Required work:
Images excluded, reproduce each line of the records exactly as it stands.

Stored data
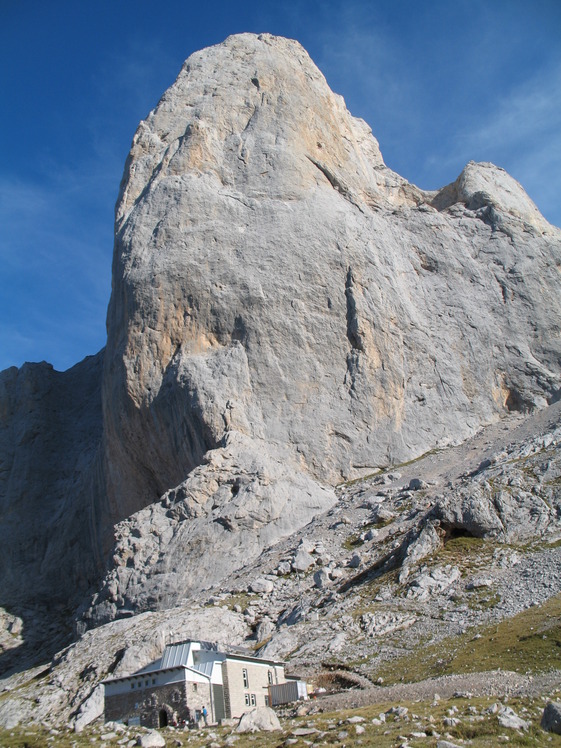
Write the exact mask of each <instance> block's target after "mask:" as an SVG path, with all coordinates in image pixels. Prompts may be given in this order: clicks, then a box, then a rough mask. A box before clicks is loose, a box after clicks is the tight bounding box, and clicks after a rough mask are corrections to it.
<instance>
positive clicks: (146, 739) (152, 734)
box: [136, 730, 166, 748]
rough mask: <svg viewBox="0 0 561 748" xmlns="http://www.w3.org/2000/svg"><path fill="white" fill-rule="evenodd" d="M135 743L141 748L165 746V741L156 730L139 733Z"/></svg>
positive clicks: (159, 733) (159, 746)
mask: <svg viewBox="0 0 561 748" xmlns="http://www.w3.org/2000/svg"><path fill="white" fill-rule="evenodd" d="M136 744H137V745H140V746H141V748H165V745H166V741H165V738H164V737H163V736H162V735H160V733H159V732H157V730H150V732H147V733H144V734H143V735H139V736H138V737H137V739H136Z"/></svg>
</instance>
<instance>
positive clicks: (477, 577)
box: [0, 34, 561, 726]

Problem solution:
Write the exact mask of each <instance> block's target after "mask:" as an SVG path, with all coordinates in image pixels. Prompts may be given in this order: clicks, then a box, then a rough mask. A box before clicks is loose, a box after clicks is the tight bounding box, and clicks after a rough mask are corrections to it.
<instance>
positive clicks: (146, 739) (152, 734)
box: [136, 730, 166, 748]
rough mask: <svg viewBox="0 0 561 748" xmlns="http://www.w3.org/2000/svg"><path fill="white" fill-rule="evenodd" d="M135 743L141 748L165 746V741L156 730L139 733Z"/></svg>
positive clicks: (159, 733) (159, 746)
mask: <svg viewBox="0 0 561 748" xmlns="http://www.w3.org/2000/svg"><path fill="white" fill-rule="evenodd" d="M136 744H137V745H140V746H141V748H165V745H166V741H165V738H164V737H163V736H162V735H160V733H159V732H157V730H150V732H147V733H144V734H143V735H139V736H138V737H137V739H136Z"/></svg>
</instance>
<instance>
positive clicks: (477, 577)
box: [0, 34, 561, 726]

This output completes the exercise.